Organic Nanoparticle for Anti-Inflammatory Studies
Smritilekha Bera, Dhananjoy Mondal
Nanobiotechnology plays a pivotal role in revolutionizing drug delivery and opens up exciting new possibilities for clinical treatment. The distinctive characteristics of nanoparticles make them a promising choice for drug delivery systems, particularly in the realm of anti-inflammatory therapies. Inflammatory conditions like inflammatory bowel disease, rheumatoid arthritis, and osteoarthritis are significantly impacted by inflammation. Utilizing nanoparticles for the efficient delivery of anti-inflammatory drugs can lead to reduced dosages and improved therapeutic outcomes. This review explores the potential of organic nanoparticles to exhibit anti-inflammatory properties and the prospects of nanomedicine in treating inflammatory diseases. In different pharmaceutical domains, applications of inorganic nanoparticles have already been well-versed. However, due to their toxicity and limited bioavailability, the focus has shifted towards exploring organic nanoparticles, which offer various advantages in respect of improved biocompatibility, biodegradability, ease of modification, and controlled and targeted drug release compared to inorganic nanoparticles. The inflammatory response is a critical factor in various ailments, and anti-inflammatory drugs aim to balance the immune and inflammatory responses. Recent research is focused on hybrid materials with anti-inflammatory effects, aiming for effective drug delivery. Conditions characterized by excessive production of inflammatory mediators, such as inflammatory bowel disease, rheumatoid arthritis, osteoarthritis, wound healing, and sepsis, may significantly benefit from various types of nanoparticles that have demonstrated anti-inflammatory potential.

**Data excerpts**.
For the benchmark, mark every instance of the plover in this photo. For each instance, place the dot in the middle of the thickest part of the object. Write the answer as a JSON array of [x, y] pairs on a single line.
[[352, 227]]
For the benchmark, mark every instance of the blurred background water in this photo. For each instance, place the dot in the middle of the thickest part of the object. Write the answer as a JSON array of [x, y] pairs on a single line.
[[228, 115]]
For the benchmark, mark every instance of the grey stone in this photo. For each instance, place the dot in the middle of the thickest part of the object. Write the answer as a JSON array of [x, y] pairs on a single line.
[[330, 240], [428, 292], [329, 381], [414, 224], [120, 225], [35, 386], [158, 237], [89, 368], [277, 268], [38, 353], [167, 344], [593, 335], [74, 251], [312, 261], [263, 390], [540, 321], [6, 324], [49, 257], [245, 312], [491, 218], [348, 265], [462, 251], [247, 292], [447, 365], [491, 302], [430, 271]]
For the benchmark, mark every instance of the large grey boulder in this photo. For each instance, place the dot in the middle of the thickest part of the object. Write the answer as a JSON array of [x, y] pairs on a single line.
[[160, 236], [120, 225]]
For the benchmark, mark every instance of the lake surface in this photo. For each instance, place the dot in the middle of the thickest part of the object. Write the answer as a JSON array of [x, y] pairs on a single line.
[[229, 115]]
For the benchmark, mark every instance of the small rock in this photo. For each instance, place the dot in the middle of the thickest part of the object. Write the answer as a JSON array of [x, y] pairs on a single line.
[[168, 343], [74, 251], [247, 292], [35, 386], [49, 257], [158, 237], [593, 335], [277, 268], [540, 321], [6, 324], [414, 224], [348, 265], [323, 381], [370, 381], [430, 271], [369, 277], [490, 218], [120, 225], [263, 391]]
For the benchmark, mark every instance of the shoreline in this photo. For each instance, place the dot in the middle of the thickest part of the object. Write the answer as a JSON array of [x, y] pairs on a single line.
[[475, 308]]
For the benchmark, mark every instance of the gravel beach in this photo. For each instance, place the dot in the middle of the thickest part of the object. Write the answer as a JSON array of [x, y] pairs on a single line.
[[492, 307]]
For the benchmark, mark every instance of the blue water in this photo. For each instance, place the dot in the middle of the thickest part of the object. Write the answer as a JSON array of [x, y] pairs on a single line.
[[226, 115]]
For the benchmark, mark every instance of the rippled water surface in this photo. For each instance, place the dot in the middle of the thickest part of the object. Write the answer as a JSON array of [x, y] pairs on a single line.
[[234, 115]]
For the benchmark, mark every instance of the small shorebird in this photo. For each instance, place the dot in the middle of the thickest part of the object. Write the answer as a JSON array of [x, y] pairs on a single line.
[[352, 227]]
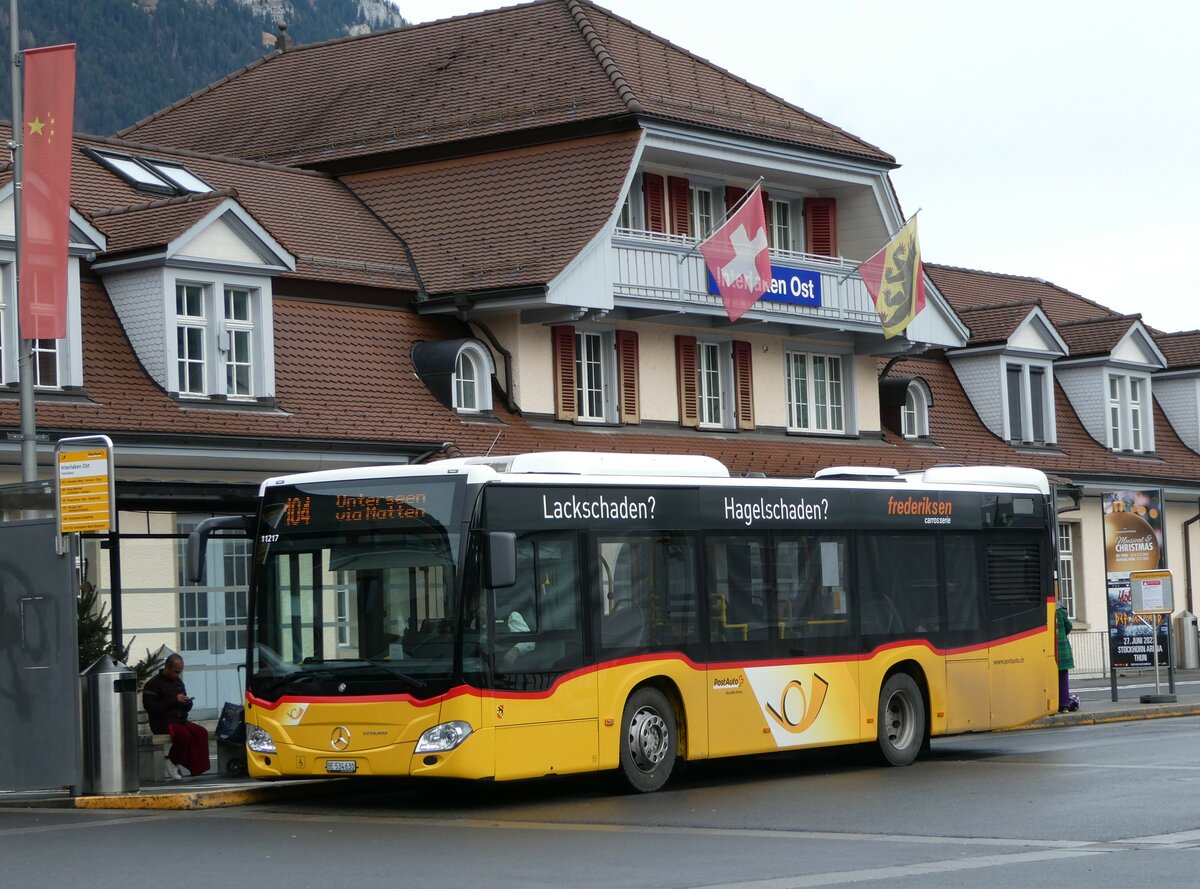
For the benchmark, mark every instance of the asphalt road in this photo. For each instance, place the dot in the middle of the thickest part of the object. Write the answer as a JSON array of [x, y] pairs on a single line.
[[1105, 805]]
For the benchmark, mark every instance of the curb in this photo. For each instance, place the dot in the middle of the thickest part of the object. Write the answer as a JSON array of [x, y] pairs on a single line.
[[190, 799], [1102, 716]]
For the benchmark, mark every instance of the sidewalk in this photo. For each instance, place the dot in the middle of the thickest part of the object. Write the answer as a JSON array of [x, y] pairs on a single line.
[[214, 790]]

---

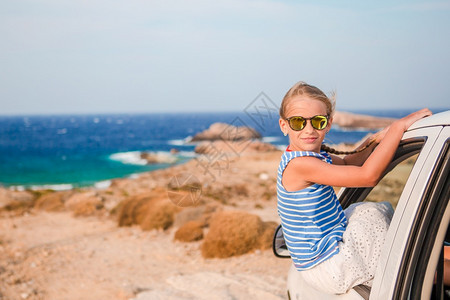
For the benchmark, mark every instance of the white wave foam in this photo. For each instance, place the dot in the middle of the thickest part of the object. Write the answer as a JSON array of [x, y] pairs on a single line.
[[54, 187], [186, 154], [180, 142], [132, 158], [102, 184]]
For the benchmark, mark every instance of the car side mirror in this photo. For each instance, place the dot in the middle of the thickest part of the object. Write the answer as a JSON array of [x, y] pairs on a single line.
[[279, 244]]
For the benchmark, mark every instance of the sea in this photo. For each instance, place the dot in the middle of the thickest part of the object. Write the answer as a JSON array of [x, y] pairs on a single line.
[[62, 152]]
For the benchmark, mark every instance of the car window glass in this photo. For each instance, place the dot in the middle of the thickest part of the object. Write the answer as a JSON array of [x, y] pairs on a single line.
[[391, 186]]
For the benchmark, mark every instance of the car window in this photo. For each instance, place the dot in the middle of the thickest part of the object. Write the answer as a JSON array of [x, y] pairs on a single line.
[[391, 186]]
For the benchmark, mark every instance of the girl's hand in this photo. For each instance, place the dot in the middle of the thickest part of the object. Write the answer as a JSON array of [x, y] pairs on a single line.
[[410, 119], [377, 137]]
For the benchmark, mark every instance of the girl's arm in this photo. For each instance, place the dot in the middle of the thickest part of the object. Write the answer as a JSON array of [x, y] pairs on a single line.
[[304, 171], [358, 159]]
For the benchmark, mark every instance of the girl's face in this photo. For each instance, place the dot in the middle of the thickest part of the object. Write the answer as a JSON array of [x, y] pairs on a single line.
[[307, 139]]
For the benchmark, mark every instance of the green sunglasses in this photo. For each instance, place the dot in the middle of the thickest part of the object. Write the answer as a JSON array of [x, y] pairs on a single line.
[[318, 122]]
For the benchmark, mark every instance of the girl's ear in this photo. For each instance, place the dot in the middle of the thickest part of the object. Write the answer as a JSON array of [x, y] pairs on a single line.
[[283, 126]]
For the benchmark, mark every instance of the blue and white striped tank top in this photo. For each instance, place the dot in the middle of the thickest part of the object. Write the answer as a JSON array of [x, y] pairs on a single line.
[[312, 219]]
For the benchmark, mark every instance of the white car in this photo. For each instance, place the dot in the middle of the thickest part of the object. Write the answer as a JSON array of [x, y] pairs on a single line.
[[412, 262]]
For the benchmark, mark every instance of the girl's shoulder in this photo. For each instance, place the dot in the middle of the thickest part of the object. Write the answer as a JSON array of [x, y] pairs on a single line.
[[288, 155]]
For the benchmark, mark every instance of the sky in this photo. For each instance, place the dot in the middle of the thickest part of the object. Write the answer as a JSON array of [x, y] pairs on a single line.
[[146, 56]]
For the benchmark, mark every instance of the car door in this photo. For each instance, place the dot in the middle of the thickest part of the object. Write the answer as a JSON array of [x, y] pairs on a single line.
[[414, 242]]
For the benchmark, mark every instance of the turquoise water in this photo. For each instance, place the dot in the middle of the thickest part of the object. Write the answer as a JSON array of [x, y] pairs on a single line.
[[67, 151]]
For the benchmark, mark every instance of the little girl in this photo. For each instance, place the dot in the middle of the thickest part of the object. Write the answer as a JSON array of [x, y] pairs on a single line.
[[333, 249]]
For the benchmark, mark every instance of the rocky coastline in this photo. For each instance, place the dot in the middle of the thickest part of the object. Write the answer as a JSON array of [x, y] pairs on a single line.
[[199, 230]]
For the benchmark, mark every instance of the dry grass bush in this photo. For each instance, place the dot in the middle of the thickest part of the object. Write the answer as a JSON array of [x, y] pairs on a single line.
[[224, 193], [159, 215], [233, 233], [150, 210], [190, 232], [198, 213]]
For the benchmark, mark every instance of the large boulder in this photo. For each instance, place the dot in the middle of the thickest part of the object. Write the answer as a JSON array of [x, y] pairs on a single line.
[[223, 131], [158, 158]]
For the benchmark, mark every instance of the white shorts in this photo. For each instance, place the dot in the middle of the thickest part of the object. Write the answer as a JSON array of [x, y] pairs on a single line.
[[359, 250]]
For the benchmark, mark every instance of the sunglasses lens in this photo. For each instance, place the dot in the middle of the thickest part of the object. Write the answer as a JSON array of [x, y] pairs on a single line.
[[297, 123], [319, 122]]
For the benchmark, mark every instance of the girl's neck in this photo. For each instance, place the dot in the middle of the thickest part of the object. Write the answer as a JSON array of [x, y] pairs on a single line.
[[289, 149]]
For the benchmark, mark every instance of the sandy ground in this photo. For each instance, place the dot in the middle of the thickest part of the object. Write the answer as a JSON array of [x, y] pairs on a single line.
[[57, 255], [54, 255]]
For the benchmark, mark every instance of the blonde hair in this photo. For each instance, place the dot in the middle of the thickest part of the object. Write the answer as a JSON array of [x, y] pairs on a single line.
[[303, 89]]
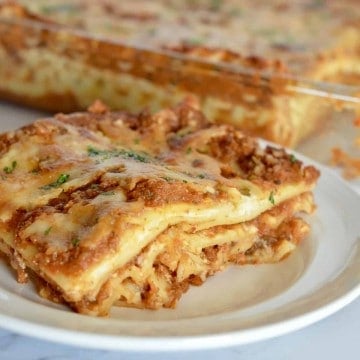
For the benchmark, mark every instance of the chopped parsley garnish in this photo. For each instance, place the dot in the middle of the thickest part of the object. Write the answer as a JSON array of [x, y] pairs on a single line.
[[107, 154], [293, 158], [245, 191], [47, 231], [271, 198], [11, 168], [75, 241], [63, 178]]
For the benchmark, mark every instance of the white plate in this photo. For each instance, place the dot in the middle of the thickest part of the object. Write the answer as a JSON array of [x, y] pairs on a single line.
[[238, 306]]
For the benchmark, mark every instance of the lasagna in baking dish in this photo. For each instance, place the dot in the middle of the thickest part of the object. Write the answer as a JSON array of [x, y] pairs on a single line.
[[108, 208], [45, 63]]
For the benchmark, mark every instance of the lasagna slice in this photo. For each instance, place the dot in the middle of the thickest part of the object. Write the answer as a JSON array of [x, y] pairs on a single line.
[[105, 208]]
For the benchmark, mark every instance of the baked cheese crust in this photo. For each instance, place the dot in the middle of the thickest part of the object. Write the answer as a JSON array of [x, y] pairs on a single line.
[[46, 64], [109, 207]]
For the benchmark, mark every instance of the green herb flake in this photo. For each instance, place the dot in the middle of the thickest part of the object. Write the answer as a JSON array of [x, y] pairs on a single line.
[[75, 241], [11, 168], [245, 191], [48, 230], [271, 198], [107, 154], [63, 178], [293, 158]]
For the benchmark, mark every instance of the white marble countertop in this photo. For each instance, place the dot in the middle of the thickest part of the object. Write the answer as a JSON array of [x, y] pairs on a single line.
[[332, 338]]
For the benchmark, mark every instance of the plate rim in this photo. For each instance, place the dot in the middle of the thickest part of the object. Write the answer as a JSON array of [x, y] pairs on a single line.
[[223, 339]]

* * *

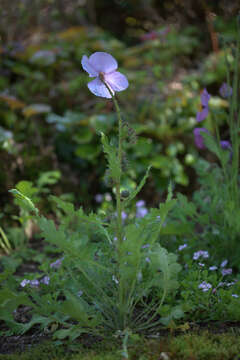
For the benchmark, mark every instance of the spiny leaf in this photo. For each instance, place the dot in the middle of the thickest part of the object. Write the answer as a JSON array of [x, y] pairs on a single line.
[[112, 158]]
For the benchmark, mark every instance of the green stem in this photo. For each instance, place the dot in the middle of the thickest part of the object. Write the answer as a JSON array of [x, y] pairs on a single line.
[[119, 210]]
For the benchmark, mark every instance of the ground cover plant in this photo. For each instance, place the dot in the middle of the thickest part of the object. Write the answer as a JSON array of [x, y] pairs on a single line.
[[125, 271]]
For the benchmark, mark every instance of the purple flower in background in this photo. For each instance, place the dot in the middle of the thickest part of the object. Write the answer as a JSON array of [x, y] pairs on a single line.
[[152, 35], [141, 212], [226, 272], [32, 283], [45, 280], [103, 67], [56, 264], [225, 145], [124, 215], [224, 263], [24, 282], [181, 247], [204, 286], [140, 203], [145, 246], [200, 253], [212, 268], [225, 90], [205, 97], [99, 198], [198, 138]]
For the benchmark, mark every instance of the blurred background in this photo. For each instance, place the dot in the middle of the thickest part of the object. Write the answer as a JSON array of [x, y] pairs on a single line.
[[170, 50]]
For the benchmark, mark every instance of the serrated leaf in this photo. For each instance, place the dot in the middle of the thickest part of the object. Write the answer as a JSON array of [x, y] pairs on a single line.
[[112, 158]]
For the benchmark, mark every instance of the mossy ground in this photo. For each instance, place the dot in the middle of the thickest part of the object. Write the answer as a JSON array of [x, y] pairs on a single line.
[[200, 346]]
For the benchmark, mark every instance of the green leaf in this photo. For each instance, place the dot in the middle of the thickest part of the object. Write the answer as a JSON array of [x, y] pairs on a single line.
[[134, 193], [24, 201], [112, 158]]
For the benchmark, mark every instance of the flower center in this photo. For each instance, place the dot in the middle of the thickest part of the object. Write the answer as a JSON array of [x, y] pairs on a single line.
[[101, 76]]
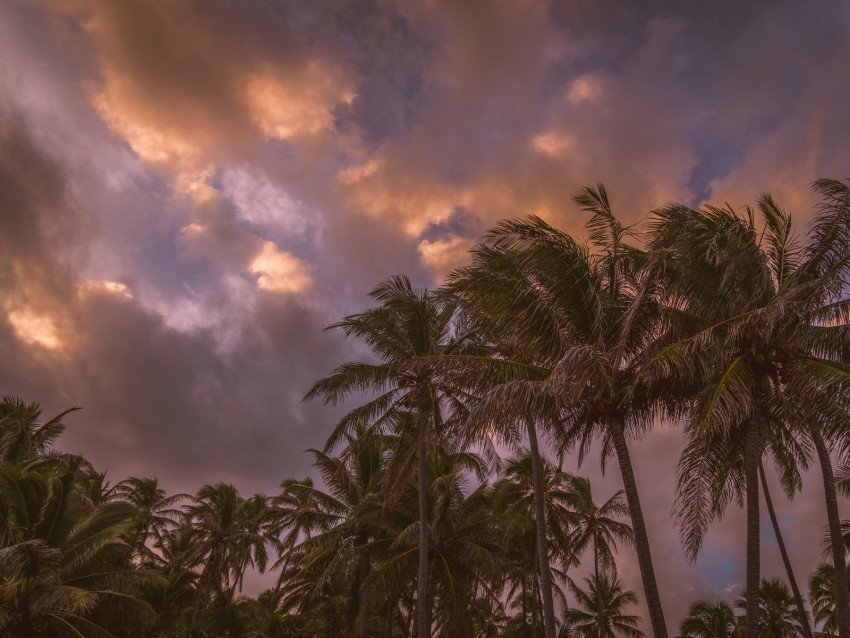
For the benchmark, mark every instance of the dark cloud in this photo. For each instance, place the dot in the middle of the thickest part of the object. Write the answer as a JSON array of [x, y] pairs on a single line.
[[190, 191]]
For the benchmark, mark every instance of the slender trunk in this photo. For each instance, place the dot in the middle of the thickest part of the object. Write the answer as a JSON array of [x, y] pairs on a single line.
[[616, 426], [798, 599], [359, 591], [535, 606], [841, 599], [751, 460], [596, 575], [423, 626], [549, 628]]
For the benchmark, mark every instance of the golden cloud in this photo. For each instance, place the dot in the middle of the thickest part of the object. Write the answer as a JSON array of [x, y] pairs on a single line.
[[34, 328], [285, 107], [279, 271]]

**Task brief**. According to the abstract on organic nanoparticles, why has attention shifted away from inorganic nanoparticles? Rely only on the abstract on organic nanoparticles.

**Task solution**. Because of their toxicity and limited bioavailability.